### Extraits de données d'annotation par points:
-------
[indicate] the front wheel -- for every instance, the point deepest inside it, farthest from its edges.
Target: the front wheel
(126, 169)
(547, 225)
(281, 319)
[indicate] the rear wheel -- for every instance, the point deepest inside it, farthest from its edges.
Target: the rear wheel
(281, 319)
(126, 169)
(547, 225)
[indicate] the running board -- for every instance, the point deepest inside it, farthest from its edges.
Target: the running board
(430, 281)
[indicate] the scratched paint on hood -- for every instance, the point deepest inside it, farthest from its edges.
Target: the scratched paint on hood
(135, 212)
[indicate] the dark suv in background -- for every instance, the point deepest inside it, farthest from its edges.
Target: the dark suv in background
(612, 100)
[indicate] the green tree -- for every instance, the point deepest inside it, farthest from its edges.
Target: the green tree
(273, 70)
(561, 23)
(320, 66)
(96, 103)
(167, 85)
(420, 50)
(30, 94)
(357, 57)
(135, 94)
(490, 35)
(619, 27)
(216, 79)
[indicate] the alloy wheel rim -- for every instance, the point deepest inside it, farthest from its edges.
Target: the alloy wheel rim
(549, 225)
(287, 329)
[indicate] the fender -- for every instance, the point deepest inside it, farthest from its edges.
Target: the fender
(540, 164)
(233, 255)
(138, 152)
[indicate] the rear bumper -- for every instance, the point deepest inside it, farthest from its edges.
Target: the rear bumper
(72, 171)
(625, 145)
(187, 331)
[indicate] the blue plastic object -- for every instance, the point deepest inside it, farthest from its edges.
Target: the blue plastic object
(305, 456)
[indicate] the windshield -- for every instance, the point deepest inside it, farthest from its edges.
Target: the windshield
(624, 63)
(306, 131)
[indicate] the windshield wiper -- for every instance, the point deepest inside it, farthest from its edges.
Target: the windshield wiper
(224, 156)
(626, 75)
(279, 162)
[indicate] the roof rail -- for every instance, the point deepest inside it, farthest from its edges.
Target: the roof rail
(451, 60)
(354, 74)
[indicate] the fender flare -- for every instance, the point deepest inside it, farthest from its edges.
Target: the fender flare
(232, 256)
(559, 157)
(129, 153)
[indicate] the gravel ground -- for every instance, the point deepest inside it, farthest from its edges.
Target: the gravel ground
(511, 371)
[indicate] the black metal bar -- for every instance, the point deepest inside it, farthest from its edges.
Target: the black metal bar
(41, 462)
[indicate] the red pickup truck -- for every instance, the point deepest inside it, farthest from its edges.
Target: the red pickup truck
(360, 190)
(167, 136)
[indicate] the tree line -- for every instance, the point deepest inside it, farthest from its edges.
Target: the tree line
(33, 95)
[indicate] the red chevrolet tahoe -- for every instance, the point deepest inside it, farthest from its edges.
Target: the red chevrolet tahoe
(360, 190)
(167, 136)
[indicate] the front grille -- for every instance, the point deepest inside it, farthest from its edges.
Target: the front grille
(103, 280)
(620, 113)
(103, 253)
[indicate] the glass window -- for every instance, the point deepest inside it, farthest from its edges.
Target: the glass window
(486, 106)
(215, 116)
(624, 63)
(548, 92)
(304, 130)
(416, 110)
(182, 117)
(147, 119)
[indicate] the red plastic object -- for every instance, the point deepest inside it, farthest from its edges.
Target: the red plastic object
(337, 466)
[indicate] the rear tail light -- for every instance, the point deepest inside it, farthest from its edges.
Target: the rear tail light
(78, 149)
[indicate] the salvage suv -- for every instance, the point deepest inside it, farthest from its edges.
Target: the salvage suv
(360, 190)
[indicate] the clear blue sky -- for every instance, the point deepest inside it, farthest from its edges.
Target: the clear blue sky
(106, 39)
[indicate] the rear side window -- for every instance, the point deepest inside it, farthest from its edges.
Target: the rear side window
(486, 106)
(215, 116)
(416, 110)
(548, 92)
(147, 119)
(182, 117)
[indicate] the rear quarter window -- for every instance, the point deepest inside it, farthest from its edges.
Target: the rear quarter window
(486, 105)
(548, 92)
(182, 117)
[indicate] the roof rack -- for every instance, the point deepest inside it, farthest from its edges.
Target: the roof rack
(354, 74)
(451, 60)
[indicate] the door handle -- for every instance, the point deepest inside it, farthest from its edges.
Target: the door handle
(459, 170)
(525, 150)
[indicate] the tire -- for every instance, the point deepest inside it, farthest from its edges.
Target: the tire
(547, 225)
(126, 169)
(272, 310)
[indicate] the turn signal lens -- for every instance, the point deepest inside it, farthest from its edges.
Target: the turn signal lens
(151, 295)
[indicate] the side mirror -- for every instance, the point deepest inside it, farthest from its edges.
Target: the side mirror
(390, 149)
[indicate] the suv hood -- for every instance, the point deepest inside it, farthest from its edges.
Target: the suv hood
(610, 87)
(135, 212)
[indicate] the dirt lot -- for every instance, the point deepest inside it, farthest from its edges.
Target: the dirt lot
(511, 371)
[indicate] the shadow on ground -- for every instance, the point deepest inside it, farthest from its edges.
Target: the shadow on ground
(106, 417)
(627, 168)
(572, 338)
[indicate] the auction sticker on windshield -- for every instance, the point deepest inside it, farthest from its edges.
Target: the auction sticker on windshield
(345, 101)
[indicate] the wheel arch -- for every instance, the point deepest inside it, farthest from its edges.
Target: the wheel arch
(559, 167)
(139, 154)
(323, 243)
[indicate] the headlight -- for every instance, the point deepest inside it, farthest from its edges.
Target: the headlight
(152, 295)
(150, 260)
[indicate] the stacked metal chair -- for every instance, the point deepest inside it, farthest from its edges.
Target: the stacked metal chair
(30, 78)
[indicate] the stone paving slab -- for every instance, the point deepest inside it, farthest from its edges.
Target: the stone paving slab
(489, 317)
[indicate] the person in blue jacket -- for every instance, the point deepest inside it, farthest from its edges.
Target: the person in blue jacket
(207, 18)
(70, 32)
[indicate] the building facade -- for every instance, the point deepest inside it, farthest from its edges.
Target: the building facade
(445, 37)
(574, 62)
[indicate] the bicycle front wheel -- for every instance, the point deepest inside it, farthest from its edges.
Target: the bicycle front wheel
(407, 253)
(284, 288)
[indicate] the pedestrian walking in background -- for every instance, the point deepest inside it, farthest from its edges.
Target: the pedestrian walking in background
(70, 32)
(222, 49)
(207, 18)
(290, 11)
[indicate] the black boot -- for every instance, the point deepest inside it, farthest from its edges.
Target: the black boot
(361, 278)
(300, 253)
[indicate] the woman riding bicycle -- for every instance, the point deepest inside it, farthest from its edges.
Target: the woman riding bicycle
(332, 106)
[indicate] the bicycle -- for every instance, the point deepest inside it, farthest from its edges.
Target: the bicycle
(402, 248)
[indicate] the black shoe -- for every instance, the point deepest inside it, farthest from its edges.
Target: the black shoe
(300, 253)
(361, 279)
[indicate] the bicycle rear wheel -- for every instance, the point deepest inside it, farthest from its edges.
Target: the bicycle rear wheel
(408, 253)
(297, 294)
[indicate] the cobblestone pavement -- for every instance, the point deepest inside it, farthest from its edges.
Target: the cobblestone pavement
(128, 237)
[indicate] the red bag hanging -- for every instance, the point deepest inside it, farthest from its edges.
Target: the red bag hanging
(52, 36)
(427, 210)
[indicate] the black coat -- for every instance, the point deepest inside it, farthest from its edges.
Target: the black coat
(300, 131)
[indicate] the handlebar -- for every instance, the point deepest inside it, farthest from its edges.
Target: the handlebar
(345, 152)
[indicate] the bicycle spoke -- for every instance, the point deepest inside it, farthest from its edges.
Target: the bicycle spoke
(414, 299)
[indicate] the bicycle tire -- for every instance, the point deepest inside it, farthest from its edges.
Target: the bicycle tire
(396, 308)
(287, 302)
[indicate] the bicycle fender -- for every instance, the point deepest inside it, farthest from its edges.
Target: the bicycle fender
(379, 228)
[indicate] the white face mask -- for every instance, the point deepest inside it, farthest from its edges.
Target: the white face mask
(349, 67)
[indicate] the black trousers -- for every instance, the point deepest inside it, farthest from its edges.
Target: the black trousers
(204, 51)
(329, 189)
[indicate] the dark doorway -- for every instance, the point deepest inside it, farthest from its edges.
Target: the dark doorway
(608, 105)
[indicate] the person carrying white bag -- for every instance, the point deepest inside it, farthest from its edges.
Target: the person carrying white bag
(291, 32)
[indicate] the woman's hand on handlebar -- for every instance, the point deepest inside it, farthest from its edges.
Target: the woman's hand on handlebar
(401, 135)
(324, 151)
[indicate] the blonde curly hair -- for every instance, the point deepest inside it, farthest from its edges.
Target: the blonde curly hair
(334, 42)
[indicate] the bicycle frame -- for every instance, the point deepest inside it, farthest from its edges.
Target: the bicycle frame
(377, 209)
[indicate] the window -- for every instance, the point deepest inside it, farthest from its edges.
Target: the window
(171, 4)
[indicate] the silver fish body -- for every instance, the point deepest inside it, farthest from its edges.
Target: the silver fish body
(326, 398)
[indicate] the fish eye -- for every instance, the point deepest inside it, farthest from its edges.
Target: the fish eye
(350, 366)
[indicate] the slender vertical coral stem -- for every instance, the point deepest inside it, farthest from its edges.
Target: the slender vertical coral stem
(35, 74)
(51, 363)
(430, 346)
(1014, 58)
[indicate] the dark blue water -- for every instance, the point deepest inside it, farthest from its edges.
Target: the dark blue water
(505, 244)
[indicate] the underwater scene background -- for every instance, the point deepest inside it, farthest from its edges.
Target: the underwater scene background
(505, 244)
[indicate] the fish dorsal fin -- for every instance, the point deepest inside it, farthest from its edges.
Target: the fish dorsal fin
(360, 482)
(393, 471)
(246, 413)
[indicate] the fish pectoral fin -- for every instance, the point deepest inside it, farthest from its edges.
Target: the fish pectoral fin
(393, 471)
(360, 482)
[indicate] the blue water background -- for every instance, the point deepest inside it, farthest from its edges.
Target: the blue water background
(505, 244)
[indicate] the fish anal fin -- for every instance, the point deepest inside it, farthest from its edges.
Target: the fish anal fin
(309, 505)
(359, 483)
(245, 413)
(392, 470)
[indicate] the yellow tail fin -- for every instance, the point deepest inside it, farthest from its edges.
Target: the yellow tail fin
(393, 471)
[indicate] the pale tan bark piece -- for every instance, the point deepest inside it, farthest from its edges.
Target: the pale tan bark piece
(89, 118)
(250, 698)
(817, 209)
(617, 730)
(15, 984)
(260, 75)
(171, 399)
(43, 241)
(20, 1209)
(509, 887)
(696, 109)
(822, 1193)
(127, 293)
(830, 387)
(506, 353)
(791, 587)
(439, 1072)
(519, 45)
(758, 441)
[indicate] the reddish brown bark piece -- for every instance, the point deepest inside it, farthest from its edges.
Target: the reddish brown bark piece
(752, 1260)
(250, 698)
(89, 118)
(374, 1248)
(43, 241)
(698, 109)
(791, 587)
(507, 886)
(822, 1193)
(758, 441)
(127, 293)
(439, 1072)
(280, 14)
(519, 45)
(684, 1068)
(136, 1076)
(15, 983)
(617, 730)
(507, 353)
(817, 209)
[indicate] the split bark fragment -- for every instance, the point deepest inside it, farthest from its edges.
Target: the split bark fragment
-------
### Tâche:
Reproduisez à l'identique les lignes des entrées, depuis celle qui contient « [indicate] the split » jusqu'à la fin des entrées, bornes incluses.

### Réponse détaillée:
[indicate] the split bark fragment -- for every instance, the point deepest inside it, farthest from its edges.
Target: the split bark fragment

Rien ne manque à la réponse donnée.